> [Records for processing]:
•••••

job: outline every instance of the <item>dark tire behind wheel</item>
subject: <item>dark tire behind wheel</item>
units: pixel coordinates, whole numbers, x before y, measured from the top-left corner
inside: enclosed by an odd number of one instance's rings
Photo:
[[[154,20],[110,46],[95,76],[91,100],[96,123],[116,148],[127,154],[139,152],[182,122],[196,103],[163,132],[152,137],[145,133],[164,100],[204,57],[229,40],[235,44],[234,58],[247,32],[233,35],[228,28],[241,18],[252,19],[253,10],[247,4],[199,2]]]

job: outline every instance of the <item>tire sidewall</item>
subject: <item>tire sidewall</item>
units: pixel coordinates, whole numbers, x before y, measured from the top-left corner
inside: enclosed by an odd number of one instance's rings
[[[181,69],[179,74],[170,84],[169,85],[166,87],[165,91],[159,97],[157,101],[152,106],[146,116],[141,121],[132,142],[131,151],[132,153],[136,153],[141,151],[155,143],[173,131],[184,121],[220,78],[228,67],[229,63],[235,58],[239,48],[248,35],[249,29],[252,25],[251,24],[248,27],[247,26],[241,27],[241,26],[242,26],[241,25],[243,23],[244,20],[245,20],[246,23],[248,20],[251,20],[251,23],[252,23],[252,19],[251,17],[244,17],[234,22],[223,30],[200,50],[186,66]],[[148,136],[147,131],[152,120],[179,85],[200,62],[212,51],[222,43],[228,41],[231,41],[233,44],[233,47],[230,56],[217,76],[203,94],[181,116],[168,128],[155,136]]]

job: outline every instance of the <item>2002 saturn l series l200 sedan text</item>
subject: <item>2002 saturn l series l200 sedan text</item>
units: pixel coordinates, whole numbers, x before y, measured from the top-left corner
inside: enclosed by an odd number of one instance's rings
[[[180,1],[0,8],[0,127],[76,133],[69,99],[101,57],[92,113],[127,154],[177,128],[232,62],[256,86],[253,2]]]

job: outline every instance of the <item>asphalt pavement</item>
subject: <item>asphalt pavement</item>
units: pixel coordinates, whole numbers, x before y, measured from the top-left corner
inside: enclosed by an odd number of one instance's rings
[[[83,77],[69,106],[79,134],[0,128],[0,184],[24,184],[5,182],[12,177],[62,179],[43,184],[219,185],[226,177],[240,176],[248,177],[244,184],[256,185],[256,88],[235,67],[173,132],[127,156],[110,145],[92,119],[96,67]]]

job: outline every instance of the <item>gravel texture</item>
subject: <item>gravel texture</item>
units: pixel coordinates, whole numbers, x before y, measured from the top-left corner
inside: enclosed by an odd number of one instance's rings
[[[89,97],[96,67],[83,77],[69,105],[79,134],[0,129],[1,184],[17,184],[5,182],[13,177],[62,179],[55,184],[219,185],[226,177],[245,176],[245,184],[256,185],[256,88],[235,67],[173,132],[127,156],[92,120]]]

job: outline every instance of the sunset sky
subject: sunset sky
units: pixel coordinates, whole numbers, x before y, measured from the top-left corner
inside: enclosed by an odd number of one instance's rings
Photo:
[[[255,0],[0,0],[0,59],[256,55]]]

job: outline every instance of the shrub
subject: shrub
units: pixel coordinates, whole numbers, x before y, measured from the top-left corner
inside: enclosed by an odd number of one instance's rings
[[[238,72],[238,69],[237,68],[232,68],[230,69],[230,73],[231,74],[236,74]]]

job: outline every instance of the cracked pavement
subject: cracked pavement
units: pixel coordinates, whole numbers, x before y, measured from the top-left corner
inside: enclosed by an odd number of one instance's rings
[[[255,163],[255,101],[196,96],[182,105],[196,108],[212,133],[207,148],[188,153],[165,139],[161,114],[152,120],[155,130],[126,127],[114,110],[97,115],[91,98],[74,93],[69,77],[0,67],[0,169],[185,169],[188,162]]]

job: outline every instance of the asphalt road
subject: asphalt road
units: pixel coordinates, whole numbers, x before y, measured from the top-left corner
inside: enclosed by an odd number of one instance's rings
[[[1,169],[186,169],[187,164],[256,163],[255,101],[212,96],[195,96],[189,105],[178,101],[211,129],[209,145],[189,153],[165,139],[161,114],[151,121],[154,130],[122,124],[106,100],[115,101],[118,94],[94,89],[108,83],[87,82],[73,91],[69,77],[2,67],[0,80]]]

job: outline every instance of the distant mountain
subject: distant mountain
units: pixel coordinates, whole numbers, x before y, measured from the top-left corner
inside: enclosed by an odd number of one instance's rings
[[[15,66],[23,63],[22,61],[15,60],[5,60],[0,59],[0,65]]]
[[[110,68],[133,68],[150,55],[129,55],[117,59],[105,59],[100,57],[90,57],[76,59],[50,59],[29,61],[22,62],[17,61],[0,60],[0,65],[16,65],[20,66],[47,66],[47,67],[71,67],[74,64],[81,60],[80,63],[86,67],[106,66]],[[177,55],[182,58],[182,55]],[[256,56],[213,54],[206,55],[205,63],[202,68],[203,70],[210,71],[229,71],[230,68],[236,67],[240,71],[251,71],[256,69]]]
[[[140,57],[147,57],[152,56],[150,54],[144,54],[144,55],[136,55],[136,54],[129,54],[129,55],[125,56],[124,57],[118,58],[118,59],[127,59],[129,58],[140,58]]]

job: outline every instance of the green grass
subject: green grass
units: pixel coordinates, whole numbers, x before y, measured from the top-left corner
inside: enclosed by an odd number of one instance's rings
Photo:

•••••

Copy the lines from the one containing "job: outline every instance of the distant" through the end of the entries, inclusive, exactly as they appear.

> [Answer to this exercise]:
job: outline every instance of the distant mountain
subject: distant mountain
units: pixel coordinates, whole numbers, x before y, measured from the top-left corner
inside: enclosed by an odd number of one instance's rings
[[[15,66],[23,63],[22,61],[15,60],[5,60],[0,59],[0,65]]]
[[[110,68],[133,68],[150,55],[129,55],[117,59],[105,59],[100,57],[90,57],[76,59],[50,59],[29,61],[22,62],[17,61],[0,60],[0,65],[16,65],[20,66],[47,66],[47,67],[71,67],[74,64],[81,60],[80,63],[86,67],[106,66]],[[177,55],[182,58],[182,55]],[[256,56],[213,54],[206,55],[205,63],[202,68],[203,70],[210,71],[229,71],[230,68],[236,67],[240,71],[251,71],[256,69]]]
[[[140,57],[147,57],[152,56],[150,54],[144,54],[144,55],[136,55],[136,54],[129,54],[129,55],[125,56],[124,57],[118,58],[118,59],[127,59],[129,58],[140,58]]]

job: outline every instance of the green grass
subject: green grass
units: pixel coordinates, whole numbers, x before y, measured from the top-left corner
inside: enclosed by an odd number of one instance's rings
Photo:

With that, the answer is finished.